The lines from the one with "of the clock" through the last line below are to be copied exactly; no other lines are to be returned.

[Referring expression pointing data]
=-=-=

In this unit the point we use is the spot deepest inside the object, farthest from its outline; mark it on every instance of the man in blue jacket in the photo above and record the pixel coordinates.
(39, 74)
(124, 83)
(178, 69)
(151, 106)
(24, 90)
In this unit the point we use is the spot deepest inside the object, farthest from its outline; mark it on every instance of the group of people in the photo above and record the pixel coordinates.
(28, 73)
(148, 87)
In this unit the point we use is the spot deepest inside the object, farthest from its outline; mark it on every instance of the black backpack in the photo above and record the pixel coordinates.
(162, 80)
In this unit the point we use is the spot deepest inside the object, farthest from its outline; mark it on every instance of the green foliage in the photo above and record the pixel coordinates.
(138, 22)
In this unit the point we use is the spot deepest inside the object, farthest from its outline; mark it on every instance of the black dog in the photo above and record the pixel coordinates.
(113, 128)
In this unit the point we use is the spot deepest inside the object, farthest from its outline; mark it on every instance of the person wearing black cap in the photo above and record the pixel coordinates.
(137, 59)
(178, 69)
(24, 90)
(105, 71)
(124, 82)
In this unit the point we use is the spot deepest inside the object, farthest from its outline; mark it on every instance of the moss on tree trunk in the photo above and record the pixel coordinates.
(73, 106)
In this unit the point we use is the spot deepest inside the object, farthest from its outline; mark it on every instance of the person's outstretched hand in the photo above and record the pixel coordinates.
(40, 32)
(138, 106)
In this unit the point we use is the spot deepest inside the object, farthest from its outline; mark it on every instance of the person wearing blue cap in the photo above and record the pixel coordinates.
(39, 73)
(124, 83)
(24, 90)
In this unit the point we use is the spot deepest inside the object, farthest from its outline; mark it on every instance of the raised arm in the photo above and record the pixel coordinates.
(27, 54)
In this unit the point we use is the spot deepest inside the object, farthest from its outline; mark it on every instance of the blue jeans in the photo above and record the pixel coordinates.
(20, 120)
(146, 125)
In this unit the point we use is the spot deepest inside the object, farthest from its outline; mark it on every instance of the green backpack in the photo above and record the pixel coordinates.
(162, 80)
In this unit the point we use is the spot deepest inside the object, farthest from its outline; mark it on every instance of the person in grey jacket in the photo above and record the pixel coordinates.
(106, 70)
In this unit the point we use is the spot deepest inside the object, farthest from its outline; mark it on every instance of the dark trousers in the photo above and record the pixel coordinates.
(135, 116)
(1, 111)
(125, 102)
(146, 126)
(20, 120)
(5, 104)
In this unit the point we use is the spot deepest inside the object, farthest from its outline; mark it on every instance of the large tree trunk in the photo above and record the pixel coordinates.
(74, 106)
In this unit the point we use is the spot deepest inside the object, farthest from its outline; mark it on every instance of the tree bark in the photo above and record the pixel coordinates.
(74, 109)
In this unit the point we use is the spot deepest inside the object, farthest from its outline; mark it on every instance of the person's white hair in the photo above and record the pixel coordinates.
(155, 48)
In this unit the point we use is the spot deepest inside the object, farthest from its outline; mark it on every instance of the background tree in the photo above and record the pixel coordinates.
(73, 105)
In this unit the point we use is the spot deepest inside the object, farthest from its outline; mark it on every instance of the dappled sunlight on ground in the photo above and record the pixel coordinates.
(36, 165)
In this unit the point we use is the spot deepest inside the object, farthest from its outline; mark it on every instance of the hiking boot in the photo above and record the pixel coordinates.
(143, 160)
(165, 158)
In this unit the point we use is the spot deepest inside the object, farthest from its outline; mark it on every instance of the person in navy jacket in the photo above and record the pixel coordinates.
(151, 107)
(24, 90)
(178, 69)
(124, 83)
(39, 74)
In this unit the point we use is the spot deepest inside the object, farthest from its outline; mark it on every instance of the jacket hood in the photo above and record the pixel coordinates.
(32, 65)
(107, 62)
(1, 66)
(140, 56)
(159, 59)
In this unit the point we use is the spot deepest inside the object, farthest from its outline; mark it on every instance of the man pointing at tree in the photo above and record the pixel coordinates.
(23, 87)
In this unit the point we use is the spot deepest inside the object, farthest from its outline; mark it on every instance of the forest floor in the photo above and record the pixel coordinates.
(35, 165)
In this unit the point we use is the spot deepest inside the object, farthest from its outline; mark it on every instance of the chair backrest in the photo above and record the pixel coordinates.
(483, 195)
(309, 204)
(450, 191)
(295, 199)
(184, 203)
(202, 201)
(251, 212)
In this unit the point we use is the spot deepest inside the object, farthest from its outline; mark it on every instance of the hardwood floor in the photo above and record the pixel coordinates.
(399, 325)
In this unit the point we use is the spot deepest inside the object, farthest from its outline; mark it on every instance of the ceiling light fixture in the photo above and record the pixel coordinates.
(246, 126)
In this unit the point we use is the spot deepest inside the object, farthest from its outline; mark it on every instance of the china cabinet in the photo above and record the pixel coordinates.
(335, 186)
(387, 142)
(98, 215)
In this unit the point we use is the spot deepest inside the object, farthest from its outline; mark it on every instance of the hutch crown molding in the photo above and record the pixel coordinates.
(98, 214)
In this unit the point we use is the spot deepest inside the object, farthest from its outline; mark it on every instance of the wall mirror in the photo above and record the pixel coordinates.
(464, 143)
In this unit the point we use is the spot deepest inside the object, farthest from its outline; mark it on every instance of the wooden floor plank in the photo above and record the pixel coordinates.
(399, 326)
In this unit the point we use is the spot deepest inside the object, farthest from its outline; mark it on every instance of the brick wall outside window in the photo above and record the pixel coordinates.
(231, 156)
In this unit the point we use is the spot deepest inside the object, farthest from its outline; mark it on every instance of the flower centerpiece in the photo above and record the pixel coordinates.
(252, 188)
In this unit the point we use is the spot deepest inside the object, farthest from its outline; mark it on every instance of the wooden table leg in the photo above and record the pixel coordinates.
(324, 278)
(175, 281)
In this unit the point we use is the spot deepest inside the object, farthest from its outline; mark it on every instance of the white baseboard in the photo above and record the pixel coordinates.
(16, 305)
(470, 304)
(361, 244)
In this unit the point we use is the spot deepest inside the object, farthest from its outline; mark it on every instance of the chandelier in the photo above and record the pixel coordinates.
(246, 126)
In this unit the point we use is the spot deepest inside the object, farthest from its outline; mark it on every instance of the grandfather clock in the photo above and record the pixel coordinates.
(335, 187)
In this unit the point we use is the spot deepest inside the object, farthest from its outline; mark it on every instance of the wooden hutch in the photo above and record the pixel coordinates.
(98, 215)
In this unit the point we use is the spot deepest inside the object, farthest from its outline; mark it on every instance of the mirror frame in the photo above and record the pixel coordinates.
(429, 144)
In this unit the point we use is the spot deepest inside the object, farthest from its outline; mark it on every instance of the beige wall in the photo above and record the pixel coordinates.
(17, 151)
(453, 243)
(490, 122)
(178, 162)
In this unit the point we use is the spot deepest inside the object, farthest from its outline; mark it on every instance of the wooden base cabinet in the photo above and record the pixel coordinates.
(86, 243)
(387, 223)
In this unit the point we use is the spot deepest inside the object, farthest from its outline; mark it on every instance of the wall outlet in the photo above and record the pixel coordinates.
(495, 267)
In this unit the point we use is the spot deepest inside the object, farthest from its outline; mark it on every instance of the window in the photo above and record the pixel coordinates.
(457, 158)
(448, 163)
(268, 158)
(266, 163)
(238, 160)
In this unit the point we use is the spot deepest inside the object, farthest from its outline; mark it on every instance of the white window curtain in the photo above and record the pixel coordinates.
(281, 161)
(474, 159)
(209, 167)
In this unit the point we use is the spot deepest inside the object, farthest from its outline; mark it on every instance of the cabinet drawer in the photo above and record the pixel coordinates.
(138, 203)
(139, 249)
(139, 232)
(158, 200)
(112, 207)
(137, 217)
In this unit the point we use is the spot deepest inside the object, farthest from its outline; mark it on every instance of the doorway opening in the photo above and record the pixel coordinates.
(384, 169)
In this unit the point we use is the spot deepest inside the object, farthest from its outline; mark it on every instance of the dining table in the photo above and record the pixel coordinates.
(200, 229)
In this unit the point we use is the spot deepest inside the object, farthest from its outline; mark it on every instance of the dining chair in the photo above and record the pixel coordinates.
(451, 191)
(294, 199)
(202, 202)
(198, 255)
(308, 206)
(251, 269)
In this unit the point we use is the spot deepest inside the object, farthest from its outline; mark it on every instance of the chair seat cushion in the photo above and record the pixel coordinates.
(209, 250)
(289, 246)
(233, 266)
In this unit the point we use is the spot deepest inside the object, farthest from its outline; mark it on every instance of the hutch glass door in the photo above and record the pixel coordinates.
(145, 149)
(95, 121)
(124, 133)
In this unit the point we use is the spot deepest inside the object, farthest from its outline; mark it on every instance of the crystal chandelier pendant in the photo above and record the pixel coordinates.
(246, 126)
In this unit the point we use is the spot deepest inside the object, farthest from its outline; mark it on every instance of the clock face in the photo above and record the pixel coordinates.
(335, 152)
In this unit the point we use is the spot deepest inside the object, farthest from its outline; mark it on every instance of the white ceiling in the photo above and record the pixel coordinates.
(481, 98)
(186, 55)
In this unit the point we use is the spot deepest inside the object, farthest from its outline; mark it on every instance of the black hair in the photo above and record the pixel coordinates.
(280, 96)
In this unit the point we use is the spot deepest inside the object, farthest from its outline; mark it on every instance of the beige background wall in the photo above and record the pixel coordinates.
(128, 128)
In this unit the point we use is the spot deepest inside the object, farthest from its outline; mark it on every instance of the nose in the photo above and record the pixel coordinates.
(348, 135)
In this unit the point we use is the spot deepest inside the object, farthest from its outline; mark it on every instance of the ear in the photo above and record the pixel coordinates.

=-=-=

Answer area:
In this unit the point we use is the spot deepest inside the object, farthest from its outline; mark it on every instance of the clock face in the photo above and record the pixel coordinates.
(335, 152)
In this unit the point we use is the spot deepest inside the object, farthest from its outline; mark it on every instance of the white ceiling in the photo above and record the pixel coordinates.
(481, 98)
(186, 55)
In this unit the point we use is the spot deepest inside the object, farthest from its outline; mark it on every instance of the black hair in the photo above and record the pixel coordinates.
(280, 96)
In this unit the point we use is the spot deepest inside the object, farthest from its outline; mark it on every instance of the beige background wall in the photo above and record the pixel coordinates.
(128, 128)
In this unit the point we use is the spot deepest inside the object, farthest from its outline; mark it on every instance of the nose in the photo above and record the pixel coordinates.
(348, 135)
In this unit the point we use is the spot deepest inside the object, farthest from its outline; mark it on every instance of the ear in the photo above and record the pixel coordinates.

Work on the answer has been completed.